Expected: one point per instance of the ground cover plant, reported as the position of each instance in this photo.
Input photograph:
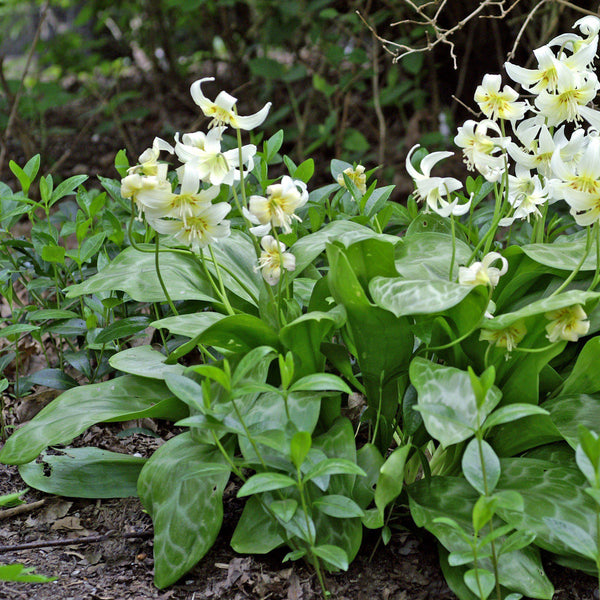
(463, 325)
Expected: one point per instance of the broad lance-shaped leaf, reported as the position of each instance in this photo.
(187, 512)
(237, 260)
(121, 399)
(84, 473)
(454, 498)
(145, 362)
(134, 272)
(190, 325)
(427, 255)
(304, 337)
(447, 402)
(383, 341)
(416, 296)
(550, 491)
(307, 248)
(585, 376)
(569, 412)
(563, 254)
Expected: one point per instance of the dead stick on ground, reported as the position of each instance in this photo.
(90, 539)
(21, 509)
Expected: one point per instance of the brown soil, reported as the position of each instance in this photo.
(120, 568)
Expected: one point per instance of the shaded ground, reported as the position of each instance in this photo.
(119, 568)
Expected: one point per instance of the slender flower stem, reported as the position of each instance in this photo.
(453, 255)
(159, 275)
(597, 272)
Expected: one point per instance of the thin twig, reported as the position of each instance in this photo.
(21, 509)
(13, 110)
(90, 539)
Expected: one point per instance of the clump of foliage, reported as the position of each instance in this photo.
(470, 339)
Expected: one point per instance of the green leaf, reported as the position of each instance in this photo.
(121, 399)
(191, 325)
(13, 332)
(573, 536)
(134, 272)
(585, 376)
(541, 306)
(300, 446)
(264, 482)
(483, 477)
(417, 297)
(334, 466)
(18, 572)
(284, 509)
(68, 186)
(84, 473)
(257, 532)
(563, 254)
(448, 388)
(554, 492)
(320, 382)
(304, 337)
(334, 555)
(517, 541)
(428, 254)
(512, 412)
(186, 511)
(305, 170)
(453, 497)
(483, 511)
(338, 506)
(568, 413)
(122, 328)
(52, 378)
(391, 477)
(21, 175)
(53, 254)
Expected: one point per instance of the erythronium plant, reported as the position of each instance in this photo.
(470, 339)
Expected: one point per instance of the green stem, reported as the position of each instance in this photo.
(597, 271)
(588, 247)
(453, 255)
(486, 491)
(159, 275)
(223, 292)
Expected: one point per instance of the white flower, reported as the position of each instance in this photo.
(496, 104)
(577, 177)
(272, 258)
(222, 109)
(525, 194)
(280, 203)
(161, 202)
(148, 160)
(203, 226)
(357, 176)
(567, 323)
(433, 189)
(203, 152)
(573, 90)
(480, 149)
(481, 273)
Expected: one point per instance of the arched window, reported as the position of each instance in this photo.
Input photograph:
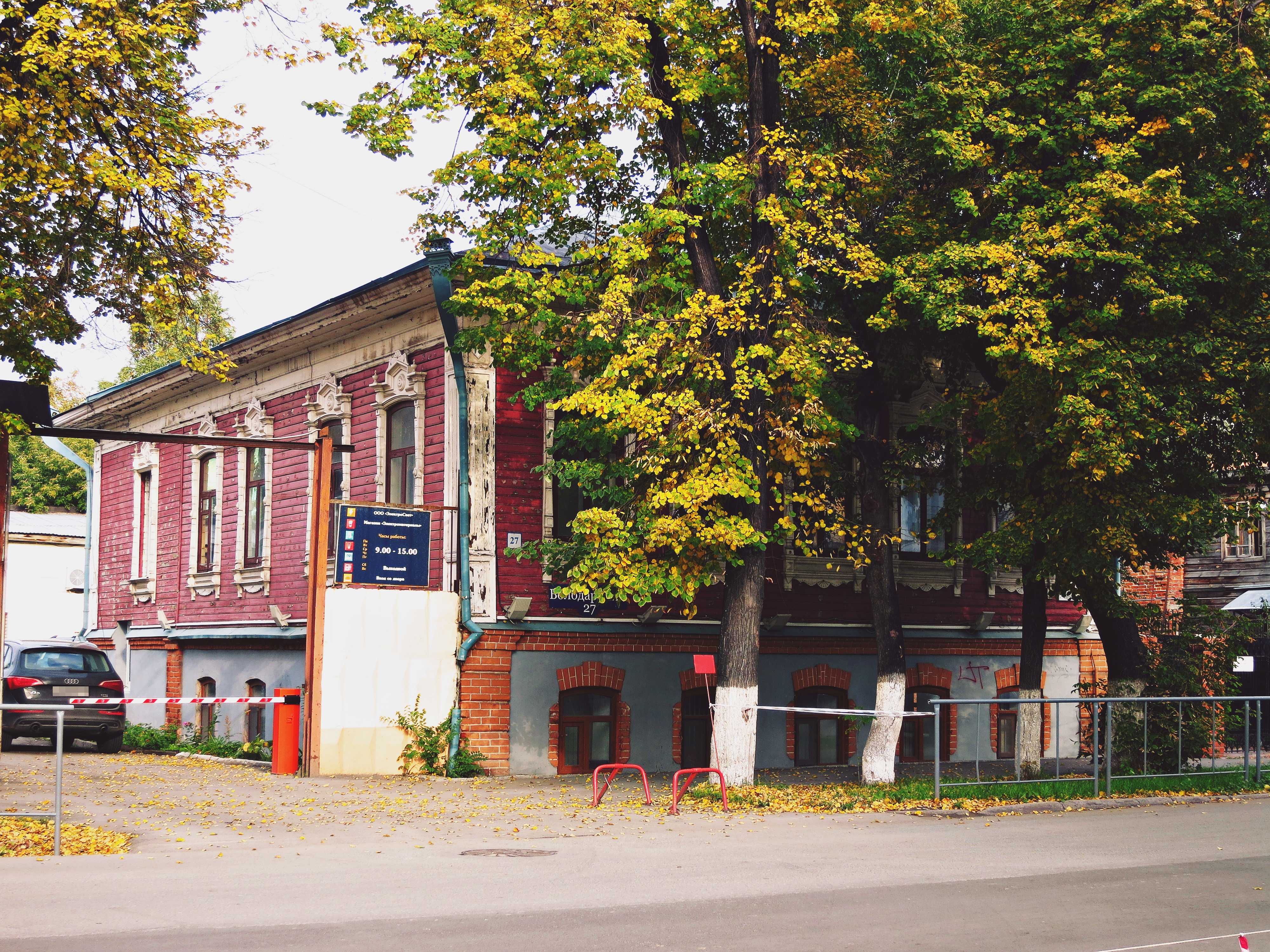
(820, 741)
(918, 736)
(695, 729)
(336, 428)
(253, 552)
(587, 729)
(255, 727)
(206, 715)
(401, 455)
(206, 543)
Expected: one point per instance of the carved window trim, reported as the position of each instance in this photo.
(402, 381)
(253, 579)
(206, 583)
(145, 468)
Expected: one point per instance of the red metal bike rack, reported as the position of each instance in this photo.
(598, 794)
(693, 772)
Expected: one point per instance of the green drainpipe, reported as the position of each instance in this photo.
(439, 265)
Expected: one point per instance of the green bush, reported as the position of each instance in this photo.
(427, 747)
(150, 738)
(1191, 653)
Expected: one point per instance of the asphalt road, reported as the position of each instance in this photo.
(1080, 882)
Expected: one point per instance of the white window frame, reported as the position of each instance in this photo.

* [The exercise]: Print the lines of the listing above verbatim, starting with the line that contains "green drainpipe, reported" and going on through the end of the listing.

* [Right answer]:
Expected: one point per instance of the green drainpipe, reported as the position of each instance in this photo.
(439, 265)
Expected: one point per instance of the green bush, reported as the position of each instance in this photo.
(427, 747)
(150, 738)
(1191, 653)
Expected: one point per instance of the asphalt road, reported as the position of each instance in this photo.
(1080, 882)
Expected: one point per instance of the white window frame, reported as the position of each instance in this photo.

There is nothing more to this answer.